### [GIVEN INSTRUCTION 1]
According to the text on linkers, which section does code go in?
### [GIVEN INSTRUCTION 2]
Write out everything in the text on linkers from "Well I don't" down to "OS is running.".

### [SUPPLIED TEXT]
----------------------------------------

Neither the compiler nor the OS do this. It's the linker that determines where the memory sections are located. The compiler generates object files from the source code. The linker uses the linker script file to locate the object files in memory. The linker script (or linker directive) file is a file that is a part of the project and identifies the type, size and address of the various memory types such as ROM and RAM. The linker program uses the information from the linker script file to know where each memory starts. Then the linker locates each type of memory from an object file into an appropriate memory section. For example, code goes in the .text section which is usually located in ROM. Variables go in the .data or .bss section which are located in RAM. The stack and heap also go in RAM. As the linker fills one section it learns the size of that section and can then know where to start the next section. For example, the .bss section may start where the .data section ended.
The size of the stack and heap may be specified in the linker script file or as project options in the IDE.
IDEs for embedded systems typically provide a generic linker script file automatically when you create a project. The generic linker file is suitable for many projects so you may never have to customize it. But as you customize your target hardware and application further you may find that you also need to customize the linker script file. For example, if you add an external ROM or RAM to the board then you'll need to add information about that memory to the linker script so that the linker knows how to locate stuff there.
The linker can generate a map file which describes how each section was located in memory. The map file may not be generated by default and you may need to turn on a build option if you want to review it.
How the compiler or OS know which addresses belong to each section?
Well I don't believe the compiler or OS actually know this information, at least not in the sense that you could query them for the information. The compiler has finished its job before the memory sections are located by the linker so the compiler doesn't know the information. The OS, well how do I explain this? An embedded application may not even use an OS. The OS is just some code that provides services for an application. The OS doesn't know and doesn't care where the boundaries of memory sections are. All that information is already baked into the executable code by the time the OS is running.

----------------------------------------

### [ENTRIES SUPPLIED]

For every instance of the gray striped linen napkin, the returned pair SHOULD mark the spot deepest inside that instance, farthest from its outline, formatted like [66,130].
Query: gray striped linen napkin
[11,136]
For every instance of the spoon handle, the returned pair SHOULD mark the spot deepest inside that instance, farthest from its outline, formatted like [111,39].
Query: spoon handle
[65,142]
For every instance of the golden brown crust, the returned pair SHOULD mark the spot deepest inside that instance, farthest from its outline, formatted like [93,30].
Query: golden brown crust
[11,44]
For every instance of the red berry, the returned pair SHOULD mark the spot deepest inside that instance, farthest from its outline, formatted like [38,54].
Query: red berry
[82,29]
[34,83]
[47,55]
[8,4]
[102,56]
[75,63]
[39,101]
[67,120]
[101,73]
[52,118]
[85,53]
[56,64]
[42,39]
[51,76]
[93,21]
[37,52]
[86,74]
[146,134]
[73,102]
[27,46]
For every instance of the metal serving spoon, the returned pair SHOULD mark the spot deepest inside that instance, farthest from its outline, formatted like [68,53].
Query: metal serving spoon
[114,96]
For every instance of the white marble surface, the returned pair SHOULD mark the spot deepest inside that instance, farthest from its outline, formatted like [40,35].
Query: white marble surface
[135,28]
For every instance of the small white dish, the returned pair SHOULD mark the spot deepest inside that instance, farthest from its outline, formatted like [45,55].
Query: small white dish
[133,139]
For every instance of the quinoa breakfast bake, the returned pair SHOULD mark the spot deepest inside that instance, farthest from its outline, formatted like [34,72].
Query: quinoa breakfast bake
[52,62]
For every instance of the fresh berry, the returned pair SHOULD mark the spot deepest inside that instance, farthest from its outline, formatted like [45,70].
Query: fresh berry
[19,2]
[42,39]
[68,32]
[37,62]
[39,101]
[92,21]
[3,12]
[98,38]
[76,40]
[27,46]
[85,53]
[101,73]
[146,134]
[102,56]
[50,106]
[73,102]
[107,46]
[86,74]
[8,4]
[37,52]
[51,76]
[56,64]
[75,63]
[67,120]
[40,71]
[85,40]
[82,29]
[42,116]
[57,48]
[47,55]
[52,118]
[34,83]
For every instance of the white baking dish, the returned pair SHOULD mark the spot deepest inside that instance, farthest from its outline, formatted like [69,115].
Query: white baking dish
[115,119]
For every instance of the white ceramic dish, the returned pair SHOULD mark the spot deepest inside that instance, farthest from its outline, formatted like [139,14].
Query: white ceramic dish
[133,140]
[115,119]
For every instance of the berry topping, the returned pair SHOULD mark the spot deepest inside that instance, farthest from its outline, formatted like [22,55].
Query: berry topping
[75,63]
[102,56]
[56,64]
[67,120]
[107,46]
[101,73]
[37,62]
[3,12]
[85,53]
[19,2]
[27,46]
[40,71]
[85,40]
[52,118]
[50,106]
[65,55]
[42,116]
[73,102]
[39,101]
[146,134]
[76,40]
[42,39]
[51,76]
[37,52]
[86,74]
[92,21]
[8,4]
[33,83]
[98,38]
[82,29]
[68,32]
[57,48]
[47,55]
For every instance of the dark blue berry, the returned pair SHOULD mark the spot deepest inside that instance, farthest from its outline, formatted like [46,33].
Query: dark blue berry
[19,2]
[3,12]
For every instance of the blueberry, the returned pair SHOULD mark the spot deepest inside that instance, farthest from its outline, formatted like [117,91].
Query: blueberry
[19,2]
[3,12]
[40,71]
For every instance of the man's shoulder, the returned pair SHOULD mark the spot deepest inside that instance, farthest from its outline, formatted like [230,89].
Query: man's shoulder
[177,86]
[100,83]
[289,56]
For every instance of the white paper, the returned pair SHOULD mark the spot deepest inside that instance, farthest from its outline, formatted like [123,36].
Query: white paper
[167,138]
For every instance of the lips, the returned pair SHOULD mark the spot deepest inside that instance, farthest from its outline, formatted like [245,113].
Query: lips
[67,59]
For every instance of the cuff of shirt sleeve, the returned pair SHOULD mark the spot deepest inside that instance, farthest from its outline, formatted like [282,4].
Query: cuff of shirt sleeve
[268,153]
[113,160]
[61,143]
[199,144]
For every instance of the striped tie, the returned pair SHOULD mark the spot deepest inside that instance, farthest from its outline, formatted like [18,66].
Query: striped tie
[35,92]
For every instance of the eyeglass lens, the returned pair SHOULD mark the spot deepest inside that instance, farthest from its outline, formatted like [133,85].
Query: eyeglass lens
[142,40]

----------------------------------------

### [REPLY 1]
Code goes in the .text section, which is usually located in ROM.

### [REPLY 2]
Well I don't believe the compiler or OS actually know this information, at least not in the sense that you could query them for the information. The compiler has finished its job before the memory sections are located by the linker so the compiler doesn't know the information. The OS, well how do I explain this? An embedded application may not even use an OS. The OS is just some code that provides services for an application. The OS doesn't know and doesn't care where the boundaries of memory sections are. All that information is already baked into the executable code by the time the OS is running.